Information given —

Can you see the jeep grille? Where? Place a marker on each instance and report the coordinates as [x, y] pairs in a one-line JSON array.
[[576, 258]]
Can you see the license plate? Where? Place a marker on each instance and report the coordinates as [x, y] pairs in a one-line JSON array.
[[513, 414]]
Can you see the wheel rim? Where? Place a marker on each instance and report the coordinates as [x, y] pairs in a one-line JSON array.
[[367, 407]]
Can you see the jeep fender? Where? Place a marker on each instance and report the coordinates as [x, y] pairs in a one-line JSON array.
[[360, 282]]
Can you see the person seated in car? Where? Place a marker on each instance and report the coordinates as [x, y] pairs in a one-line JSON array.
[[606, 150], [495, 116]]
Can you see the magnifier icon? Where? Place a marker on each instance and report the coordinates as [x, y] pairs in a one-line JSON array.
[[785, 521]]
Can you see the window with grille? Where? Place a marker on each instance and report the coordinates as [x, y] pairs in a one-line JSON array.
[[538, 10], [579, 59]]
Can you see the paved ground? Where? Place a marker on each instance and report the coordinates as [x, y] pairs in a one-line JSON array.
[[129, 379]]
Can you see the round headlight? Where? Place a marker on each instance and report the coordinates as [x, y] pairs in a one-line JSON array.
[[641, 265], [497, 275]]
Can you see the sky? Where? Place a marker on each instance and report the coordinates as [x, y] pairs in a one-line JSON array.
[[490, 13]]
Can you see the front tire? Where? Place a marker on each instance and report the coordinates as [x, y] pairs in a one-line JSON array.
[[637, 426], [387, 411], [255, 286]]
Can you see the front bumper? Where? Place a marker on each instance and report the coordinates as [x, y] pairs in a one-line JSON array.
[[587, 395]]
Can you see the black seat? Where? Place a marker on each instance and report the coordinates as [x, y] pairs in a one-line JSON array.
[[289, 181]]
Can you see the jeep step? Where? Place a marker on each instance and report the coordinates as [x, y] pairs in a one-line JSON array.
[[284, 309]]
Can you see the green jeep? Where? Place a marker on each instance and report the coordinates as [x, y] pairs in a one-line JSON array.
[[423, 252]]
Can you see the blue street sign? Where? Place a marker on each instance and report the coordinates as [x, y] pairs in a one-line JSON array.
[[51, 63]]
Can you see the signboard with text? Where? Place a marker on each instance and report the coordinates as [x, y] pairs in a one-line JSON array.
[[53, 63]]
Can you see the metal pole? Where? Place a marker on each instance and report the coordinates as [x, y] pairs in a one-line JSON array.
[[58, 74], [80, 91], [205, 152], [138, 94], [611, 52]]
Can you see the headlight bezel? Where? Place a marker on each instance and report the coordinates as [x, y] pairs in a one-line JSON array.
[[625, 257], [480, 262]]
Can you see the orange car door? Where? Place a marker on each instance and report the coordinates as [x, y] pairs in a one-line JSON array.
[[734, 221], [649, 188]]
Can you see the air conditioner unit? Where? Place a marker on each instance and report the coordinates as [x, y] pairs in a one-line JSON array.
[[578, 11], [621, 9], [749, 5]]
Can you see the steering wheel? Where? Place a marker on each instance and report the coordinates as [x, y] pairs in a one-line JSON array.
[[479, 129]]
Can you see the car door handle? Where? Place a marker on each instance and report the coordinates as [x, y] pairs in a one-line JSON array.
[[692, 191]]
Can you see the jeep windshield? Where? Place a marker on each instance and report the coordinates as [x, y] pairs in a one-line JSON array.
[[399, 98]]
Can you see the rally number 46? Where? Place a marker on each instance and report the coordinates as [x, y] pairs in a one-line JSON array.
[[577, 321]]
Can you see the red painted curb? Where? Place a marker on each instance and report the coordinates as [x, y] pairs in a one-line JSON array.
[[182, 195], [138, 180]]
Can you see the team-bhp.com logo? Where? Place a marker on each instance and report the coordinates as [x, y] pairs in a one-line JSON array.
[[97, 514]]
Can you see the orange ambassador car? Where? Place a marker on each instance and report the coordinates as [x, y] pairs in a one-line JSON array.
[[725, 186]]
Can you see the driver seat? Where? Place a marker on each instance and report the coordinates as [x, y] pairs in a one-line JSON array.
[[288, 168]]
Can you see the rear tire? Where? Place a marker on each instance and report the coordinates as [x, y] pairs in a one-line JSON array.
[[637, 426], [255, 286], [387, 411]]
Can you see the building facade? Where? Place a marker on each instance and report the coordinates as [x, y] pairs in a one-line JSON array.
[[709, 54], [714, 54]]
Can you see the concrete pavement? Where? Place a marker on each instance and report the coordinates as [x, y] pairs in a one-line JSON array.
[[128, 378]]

What you will do — Each record is to be repeated exactly.

The completed task —
Can you see the jeep grille? Where? Place a marker on each instance and report the coordinates as [x, y] pairs in a one-line JSON array.
[[576, 258]]
Can you see the license plate? Where? Place a marker on each instance and report the coordinates as [x, y] pairs in a one-line JSON array.
[[513, 414]]
Can you see the wheel rim? Where? Place a marker on each instance and report the coordinates as [x, y] pairs in a one-line JSON array.
[[367, 407]]
Can you see the jeep fender? Where? Place a marker on each instance and report the coordinates as [x, y] pairs in a one-line JSON array.
[[360, 282]]
Can you see the person seated in car? Where? Place a marker on each instance and report the coordinates as [x, y] pairs in a one-line JSON array.
[[606, 150], [495, 116]]
Can you see the magnifier icon? Where? Place a marker on each instance and report the coordinates as [x, y] pairs in a one-line JSON array.
[[785, 521]]
Can you see the window with grille? Where? Place a marker on each instance and report the coordinates as [x, y] pairs in a one-line JSON array.
[[538, 10], [579, 59]]
Can you see the paved ground? Where? Place a marker on each instance and report the coordinates as [x, y] pairs in a one-line JSON array.
[[129, 379]]
Can you see the round headlight? Where? Place a marker on each instance and report the coordinates as [x, y] pairs in a one-line JSON array.
[[641, 265], [497, 275]]
Can you see the sky? Where? Place a marker on each instance and report the coordinates as [x, y] pairs in a one-line JSON array.
[[490, 13]]
Can you see the front tire? Where? Place a marker on each instance and report the coordinates as [x, y] pairs in a one-line JSON array.
[[637, 426], [387, 411], [255, 286]]
Can you see the front bumper? Where? Place a marker on each instance and report the coordinates as [x, y] pairs in a one-line JSON array.
[[587, 395]]
Can you see the black seat? Where? Place a marker on each instance and report the coordinates as [x, y] pairs in a one-line JSON array.
[[289, 181]]
Can you see the jeep step? Where? Place a marker on each instance and report the coordinates as [x, y] pairs in a one-line JSON array.
[[284, 309]]
Can you see the green jeep? Where? Place a marker on each instance and report the coordinates as [x, y] pairs in a one-line JSON array.
[[423, 252]]
Can you see the blue street sign? Where? Place a marker on each instance and report the coordinates as [x, y] pairs in a one-line JSON array.
[[51, 63]]
Can you see the signboard with text? Where? Place a marker on each instance and report the coordinates as [x, y] pairs in a one-line JSON array.
[[53, 63]]
Can you see the metal pole? Where? Place a marker on each instance and report the coordinates as [x, y] pairs in a one-line JSON array.
[[58, 74], [80, 91], [205, 152], [138, 94], [611, 52]]
Can you see the headlight bezel? Where? Place a marker on each instance and report the coordinates as [x, y] pairs in a one-line JSON array.
[[625, 257], [480, 262]]
Can you see the orange car door? Where? Place a marker on each instance and report the coordinates as [x, y] pairs in a one-line JSON array.
[[734, 221], [649, 188]]
Can you see the air conditioner unit? Where? Place a marker on each instance and report the coordinates as [x, y] pairs in a one-line JSON array.
[[578, 11], [621, 9], [749, 5]]
Can you see the steering wheel? Where? Place a marker on each instance and report the coordinates as [x, y] pairs in a one-line JSON array.
[[479, 129]]
Can you see the car door handle? Where? Place a marker on each instance and report the coordinates as [x, y] pairs in a one-line JSON array.
[[692, 191]]
Can you see the jeep windshield? Where? Place a marker on each instance and report the coordinates as [x, y] pairs in a one-line JSON array.
[[399, 98]]
Can you see the rally number 46? Where? Place a marker on each instance and report the coordinates as [x, y] pairs in a one-line JSON array.
[[577, 321]]
Can you see the red painted curb? Where? Place a marker on each instance and report the coordinates as [x, y] pairs in a one-line JSON array.
[[182, 195], [138, 180]]
Can you see the team-bhp.com logo? Where? Place a marker on each instance and report the coordinates as [x, y] pairs in a one-line JSON array.
[[97, 514]]
Can you see the orange ambassador car? Where? Place a marker on each instance and report the coordinates as [x, y] pairs in a one-line JSON array.
[[725, 186]]
Can you see the driver seat? Where? Place a marker on each instance and report the coordinates as [x, y] pairs in a one-line JSON array.
[[288, 168]]
Can you see the rear tire? Where? Place a marker on each instance and report the coordinates as [x, y] pairs in a one-line JSON array.
[[637, 426], [255, 286], [387, 411]]
Can you see the building facade? Where? Place a marker on each instance and report the coordinates as [x, y] pairs in a one-line JSON array.
[[709, 54], [714, 54]]
Can you see the concrete pavement? Where? Place a marker on each instance and report the coordinates as [x, y] pairs in a one-line JSON array.
[[128, 378]]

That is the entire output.